## EXERCISE PROMPT
Nothing should be omitted: restate the full listing word for word.

[TASK INPUTS Boundary: Start]

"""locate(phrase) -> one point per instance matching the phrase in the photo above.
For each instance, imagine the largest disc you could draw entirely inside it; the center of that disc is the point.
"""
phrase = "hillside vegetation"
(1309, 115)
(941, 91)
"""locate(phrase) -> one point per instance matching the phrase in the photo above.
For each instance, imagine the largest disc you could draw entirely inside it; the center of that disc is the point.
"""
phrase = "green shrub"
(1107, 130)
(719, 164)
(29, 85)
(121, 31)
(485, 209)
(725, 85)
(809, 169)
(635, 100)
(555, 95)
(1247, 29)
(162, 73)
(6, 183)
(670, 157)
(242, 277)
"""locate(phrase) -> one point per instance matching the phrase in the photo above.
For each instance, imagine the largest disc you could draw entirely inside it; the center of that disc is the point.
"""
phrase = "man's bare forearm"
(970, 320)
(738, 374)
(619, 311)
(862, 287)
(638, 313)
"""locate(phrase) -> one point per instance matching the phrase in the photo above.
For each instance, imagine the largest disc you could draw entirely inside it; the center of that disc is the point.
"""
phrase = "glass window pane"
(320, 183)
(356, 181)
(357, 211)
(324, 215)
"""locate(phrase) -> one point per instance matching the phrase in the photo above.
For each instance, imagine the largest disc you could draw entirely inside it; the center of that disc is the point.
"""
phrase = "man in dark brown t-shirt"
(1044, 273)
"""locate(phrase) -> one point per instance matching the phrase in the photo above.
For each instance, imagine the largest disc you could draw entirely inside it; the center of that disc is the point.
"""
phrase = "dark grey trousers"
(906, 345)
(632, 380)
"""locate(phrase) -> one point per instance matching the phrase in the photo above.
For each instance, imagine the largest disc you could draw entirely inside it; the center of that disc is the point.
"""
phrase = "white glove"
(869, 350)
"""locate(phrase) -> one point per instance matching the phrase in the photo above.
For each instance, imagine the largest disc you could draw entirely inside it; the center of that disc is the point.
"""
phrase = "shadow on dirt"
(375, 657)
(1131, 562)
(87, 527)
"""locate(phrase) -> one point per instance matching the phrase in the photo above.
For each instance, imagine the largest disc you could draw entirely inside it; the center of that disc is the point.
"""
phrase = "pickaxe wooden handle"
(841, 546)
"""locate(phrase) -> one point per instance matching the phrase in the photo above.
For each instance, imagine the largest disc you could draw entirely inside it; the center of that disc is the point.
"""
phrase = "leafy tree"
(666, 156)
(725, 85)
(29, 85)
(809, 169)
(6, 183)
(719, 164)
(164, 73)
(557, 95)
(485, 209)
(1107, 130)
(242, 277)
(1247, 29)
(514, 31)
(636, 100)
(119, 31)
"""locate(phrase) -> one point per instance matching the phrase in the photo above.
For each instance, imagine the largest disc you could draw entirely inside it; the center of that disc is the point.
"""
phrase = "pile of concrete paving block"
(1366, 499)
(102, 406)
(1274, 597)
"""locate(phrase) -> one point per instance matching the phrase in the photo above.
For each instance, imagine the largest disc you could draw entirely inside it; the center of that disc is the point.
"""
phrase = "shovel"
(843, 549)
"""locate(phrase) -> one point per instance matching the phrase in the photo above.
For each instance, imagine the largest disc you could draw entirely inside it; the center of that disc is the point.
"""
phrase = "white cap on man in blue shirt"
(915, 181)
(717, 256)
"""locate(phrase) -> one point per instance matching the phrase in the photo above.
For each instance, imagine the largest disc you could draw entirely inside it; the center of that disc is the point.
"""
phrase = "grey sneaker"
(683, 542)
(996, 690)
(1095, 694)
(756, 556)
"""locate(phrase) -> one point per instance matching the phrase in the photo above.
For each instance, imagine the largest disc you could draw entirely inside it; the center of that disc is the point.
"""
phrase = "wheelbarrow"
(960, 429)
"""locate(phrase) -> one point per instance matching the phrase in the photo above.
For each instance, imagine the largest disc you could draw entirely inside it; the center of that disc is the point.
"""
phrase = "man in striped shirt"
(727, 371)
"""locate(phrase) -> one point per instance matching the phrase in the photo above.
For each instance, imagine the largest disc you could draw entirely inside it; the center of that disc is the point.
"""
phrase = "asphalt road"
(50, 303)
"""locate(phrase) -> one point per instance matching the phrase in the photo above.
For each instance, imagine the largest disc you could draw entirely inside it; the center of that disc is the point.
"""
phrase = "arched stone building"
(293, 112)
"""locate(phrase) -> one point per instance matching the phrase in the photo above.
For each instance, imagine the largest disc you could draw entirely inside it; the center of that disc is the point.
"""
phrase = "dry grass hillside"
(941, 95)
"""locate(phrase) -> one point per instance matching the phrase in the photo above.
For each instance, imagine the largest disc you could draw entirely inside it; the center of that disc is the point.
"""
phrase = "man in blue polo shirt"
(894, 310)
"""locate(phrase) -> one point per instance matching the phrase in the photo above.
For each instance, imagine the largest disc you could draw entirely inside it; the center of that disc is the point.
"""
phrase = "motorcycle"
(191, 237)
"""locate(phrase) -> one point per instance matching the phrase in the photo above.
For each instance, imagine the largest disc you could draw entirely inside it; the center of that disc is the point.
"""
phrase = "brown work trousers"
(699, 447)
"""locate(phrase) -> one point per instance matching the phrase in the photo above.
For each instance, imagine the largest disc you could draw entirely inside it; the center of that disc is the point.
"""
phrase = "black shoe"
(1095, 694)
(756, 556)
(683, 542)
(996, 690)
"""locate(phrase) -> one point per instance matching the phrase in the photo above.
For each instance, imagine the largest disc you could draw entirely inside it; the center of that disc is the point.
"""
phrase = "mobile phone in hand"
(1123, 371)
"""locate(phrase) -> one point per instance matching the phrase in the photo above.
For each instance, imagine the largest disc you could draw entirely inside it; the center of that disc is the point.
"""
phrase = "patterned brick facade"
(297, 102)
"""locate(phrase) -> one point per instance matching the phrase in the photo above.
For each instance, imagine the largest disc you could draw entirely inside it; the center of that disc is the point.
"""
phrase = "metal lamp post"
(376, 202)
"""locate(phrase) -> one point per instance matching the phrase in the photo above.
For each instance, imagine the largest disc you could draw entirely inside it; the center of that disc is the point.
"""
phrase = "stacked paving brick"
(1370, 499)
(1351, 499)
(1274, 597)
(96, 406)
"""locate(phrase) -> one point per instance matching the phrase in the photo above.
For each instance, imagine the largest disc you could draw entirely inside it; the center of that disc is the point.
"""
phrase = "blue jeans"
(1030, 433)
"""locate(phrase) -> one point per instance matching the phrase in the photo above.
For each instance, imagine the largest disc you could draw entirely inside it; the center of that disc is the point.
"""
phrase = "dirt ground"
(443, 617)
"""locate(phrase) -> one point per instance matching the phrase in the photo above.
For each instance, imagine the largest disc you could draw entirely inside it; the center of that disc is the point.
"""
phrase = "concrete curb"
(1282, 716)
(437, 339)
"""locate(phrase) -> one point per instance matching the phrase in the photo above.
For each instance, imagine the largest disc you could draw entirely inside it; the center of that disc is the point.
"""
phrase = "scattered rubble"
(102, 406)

[TASK INPUTS Boundary: End]

## OUTPUT
"""locate(phrase) -> one point per instance matching the phrase in the photo above.
For each instance, imagine the largest disc you could draw entirely inside it; the center of that disc is the point.
"""
phrase = "hillside vegetation"
(1309, 115)
(941, 91)
"""locate(phrase) -> one point per instance matching the phrase in the photo above.
For each instance, imagine the largest disc you could draw entirely inside it; the center of that disc is the point.
"""
phrase = "green shrub"
(1107, 130)
(719, 164)
(29, 85)
(121, 31)
(485, 209)
(725, 85)
(809, 169)
(635, 100)
(555, 95)
(1247, 29)
(162, 73)
(6, 183)
(670, 157)
(242, 277)
"""locate(phrase) -> one point per instance matching the phrase in the photo above.
For each instance, imagine the largest disc you could draw entirely inside it; the center of that disc is the point.
"""
phrase = "man's bare forearm"
(970, 320)
(738, 374)
(619, 311)
(862, 287)
(638, 313)
"""locate(phrase) -> one point per instance matching the phrase in the photo above.
For each instance, imagine the largest disc you could draw entirely inside it; the center of that disc is the point.
"""
phrase = "glass window pane"
(320, 183)
(356, 181)
(357, 211)
(324, 215)
"""locate(phrase) -> one point per instance matching the phrase in the photo above.
For each instance, imagine the largest disc you could draw entirely inside it; the center of that disc is the point.
"""
phrase = "man in dark brown t-shirt"
(1044, 273)
"""locate(phrase) -> one point per instance matching the phrase in the photo above.
For each instance, imagine the largest disc you could draw entirely inside it; the center of that disc is the point.
"""
phrase = "dark grey trousers"
(906, 345)
(632, 380)
"""locate(phrase) -> one point per instance matching the phrase in the photo above.
For each instance, imagine the largest disc you could draw entirely inside it; the center of that disc is the point.
"""
phrase = "white glove"
(869, 350)
"""locate(phrase) -> one point per instance matching the phrase in the photo above.
For each instance, imagine the largest disc you could draw entirely inside it; the center of that disc is the point.
"""
phrase = "shadow on dirt"
(375, 657)
(1131, 562)
(87, 527)
"""locate(phrase) -> one point per instance matching the phrase in the photo above.
For each instance, imagine the largest disc you could draw entirely inside it; the center of that disc is the point.
"""
phrase = "pickaxe wooden handle"
(841, 546)
"""locate(phrase) -> one point per instance matching the phrase in the photo above.
For each instance, imagine the largest disc you could draw entirely inside it; the center of that disc is the point.
"""
phrase = "leafy tree"
(666, 156)
(725, 85)
(29, 85)
(809, 169)
(6, 183)
(719, 164)
(164, 73)
(557, 95)
(485, 209)
(1107, 130)
(242, 277)
(1247, 29)
(514, 31)
(636, 100)
(119, 31)
"""locate(phrase) -> one point per instance matching the phrase in the photo above.
For each instance, imagine the largest disc you could draw entirely inside it; the center of that disc is the point.
"""
phrase = "pile of concrete paving block"
(1366, 499)
(102, 406)
(1274, 597)
"""locate(phrase) -> one point per instance matching the phrase in the photo above.
For each instance, imagine the largest disc you could draw entirely inside it; the center of that disc is the point.
"""
phrase = "shovel"
(843, 549)
"""locate(phrase) -> one point per instance matching the phrase in the photo above.
For each instance, imagine the largest disc you could draw entirely inside it; the center of that disc is the point.
"""
phrase = "white cap on man in blue shirt"
(915, 181)
(717, 256)
"""locate(phrase) -> one point per instance matching the phrase in the photo above.
For each instance, imagine the largest disc you could draw entirely inside it; the center of that disc is the point.
"""
phrase = "grey sneaker"
(683, 542)
(996, 690)
(1095, 694)
(756, 556)
"""locate(phrase) -> one point per instance matching the phrase in the photo above.
For each instance, imagine the largest disc you could draw entirely inside it; the center of that disc is the point.
"""
phrase = "wheelbarrow"
(960, 429)
"""locate(phrase) -> one point per instance matching the phrase in the photo above.
For each instance, imagine the largest disc you could draw entirely inside it; the center of that disc is the point.
"""
phrase = "man in striped shirt"
(727, 371)
"""locate(phrase) -> one point per instance matching the phrase in the photo above.
For each instance, imagine the largest disc you could draw entirely inside it; the center of that disc is the point.
"""
phrase = "asphalt road"
(50, 303)
"""locate(phrase) -> one point per instance matching the phrase in the photo above.
For each instance, imagine the largest disc you could draw entirely inside it; the center of that disc is the point.
"""
phrase = "arched stone building"
(293, 112)
"""locate(phrase) -> one point per instance matching the phrase in the photo above.
For each instance, imagine the largest disc you could draw entirely inside it; the center of that disc is the point.
"""
phrase = "dry grass hillside"
(941, 95)
"""locate(phrase) -> one point per instance matching the phrase in the photo above.
For each instance, imagine the largest disc you could draw entirely inside it; the center of that disc is the point.
"""
phrase = "man in blue polo shirt"
(894, 310)
"""locate(phrase) -> one point per instance matching the phrase in the photo above.
For each instance, imagine the largest disc you could draw entirely inside it; the center of that disc is the point.
"""
phrase = "motorcycle"
(191, 237)
"""locate(phrase) -> one point per instance matching the phrase in the photo above.
For each instance, imagine the largest disc you could draw entirely inside it; the center of that disc is the point.
"""
phrase = "brown work trousers"
(699, 447)
"""locate(phrase) -> one point per instance matching the phrase in the photo above.
For each instance, imagine the largest disc you could draw entirely inside it; the center of that disc is the point.
"""
phrase = "black shoe"
(1095, 694)
(756, 556)
(683, 542)
(996, 690)
"""locate(phrase) -> one point per instance matching the phrase in the photo above.
For each instance, imagine the largest disc you could draw entirely inside it; the center of that disc is the point.
"""
phrase = "mobile phone in hand"
(1123, 371)
"""locate(phrase) -> one point per instance matching the phrase in the photo above.
For each instance, imagine the largest disc you could draw entirely inside it; the center of that disc is the point.
"""
phrase = "patterned brick facade"
(297, 102)
"""locate(phrase) -> one point per instance matching the phrase in the photo above.
For each instance, imagine the largest disc you could draw entirely inside it; the center of that disc is the point.
"""
phrase = "metal lamp post"
(376, 202)
"""locate(phrase) -> one point per instance matching the phrase in the photo above.
For each instance, imagine the largest disc you could draw entirely inside it; the center of that disc is the point.
"""
phrase = "stacked paving brick"
(1370, 499)
(1351, 499)
(1274, 597)
(96, 406)
"""locate(phrase) -> one point per instance matching the phrase in the photo above.
For each instance, imagine the largest disc you could draw entirely inside it; the center of that disc is the point.
"""
phrase = "blue jeans"
(1030, 433)
"""locate(phrase) -> one point per instance matching the phrase in the photo above.
For each instance, imagine the largest disc you could draw entirely inside it; the center of that disc is the point.
"""
phrase = "dirt ground"
(443, 617)
"""locate(phrase) -> one point per instance matching the phrase in the photo above.
For each instance, imagine the largest disc you could draw entirely inside it; the center of that disc is the point.
"""
phrase = "concrete curb"
(1282, 716)
(437, 339)
"""locate(phrase) -> one point per instance matching the phrase in the photo above.
For each instance, imagine the largest disc you could draw entirely inside it; the center of that disc is the point.
"""
phrase = "scattered rubble"
(102, 406)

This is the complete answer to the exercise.